+++ THE INPUT +++
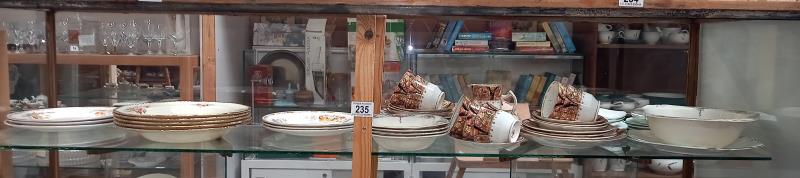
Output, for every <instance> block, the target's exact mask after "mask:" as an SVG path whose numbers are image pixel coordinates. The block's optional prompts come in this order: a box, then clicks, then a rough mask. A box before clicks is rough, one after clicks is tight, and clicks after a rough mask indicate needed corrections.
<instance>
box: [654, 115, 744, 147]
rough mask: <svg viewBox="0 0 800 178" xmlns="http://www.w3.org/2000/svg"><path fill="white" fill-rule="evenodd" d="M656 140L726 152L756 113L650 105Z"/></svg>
mask: <svg viewBox="0 0 800 178" xmlns="http://www.w3.org/2000/svg"><path fill="white" fill-rule="evenodd" d="M642 109H643V110H644V111H645V115H646V117H647V123H648V126H649V127H650V129H651V130H652V131H653V133H654V134H655V136H656V137H658V138H660V139H662V140H664V141H665V142H667V143H669V144H674V145H681V146H693V147H706V148H723V147H725V146H728V145H730V144H731V143H733V142H734V141H736V139H738V138H739V136H740V135H741V133H742V130H744V128H745V126H747V124H748V123H750V122H753V121H755V118H756V116H757V114H756V113H752V112H745V111H734V110H722V109H710V108H698V107H686V106H673V105H648V106H645V107H643V108H642Z"/></svg>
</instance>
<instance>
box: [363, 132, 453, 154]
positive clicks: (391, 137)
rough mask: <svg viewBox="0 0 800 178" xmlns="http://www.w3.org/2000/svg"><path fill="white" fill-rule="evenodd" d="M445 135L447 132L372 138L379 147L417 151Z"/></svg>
mask: <svg viewBox="0 0 800 178" xmlns="http://www.w3.org/2000/svg"><path fill="white" fill-rule="evenodd" d="M445 135H447V132H445V133H442V134H437V135H427V136H412V137H407V136H406V137H404V136H385V135H372V139H374V140H375V142H376V143H378V145H379V146H380V147H381V148H384V149H387V150H394V151H417V150H422V149H425V148H428V147H430V146H431V145H433V142H434V141H436V139H438V138H439V137H442V136H445Z"/></svg>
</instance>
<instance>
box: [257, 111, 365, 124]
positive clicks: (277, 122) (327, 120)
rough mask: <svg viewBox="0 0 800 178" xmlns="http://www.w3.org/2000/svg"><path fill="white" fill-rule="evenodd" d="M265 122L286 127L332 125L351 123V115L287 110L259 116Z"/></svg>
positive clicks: (351, 122) (322, 111)
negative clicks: (261, 115)
mask: <svg viewBox="0 0 800 178" xmlns="http://www.w3.org/2000/svg"><path fill="white" fill-rule="evenodd" d="M261 120H263V121H264V122H265V123H269V124H272V125H279V126H287V127H332V126H343V125H353V115H350V113H343V112H333V111H287V112H278V113H272V114H268V115H266V116H264V117H263V118H261Z"/></svg>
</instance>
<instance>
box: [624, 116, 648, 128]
mask: <svg viewBox="0 0 800 178" xmlns="http://www.w3.org/2000/svg"><path fill="white" fill-rule="evenodd" d="M625 123H626V124H628V128H630V129H633V130H650V125H649V124H647V117H645V116H644V115H641V114H632V116H631V117H629V118H628V119H625Z"/></svg>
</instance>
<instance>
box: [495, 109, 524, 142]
mask: <svg viewBox="0 0 800 178" xmlns="http://www.w3.org/2000/svg"><path fill="white" fill-rule="evenodd" d="M520 128H522V121H520V120H519V119H518V118H517V116H515V115H514V114H511V113H509V112H506V111H497V113H495V114H494V121H492V132H491V133H490V135H491V137H492V138H491V141H492V143H510V142H512V141H516V140H517V139H518V138H519V130H520Z"/></svg>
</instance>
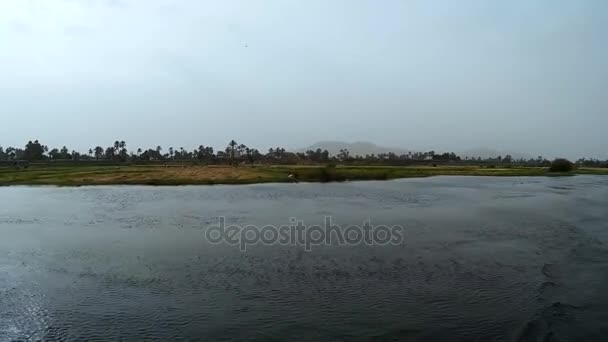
+++
> [EXERCISE AIM] Pull out each line of the entries that includes the string "positive" and list those lines.

> [WRITTEN SOLUTION]
positive clicks: (391, 137)
positive clicks: (277, 122) (327, 120)
positive clicks: (351, 122) (322, 111)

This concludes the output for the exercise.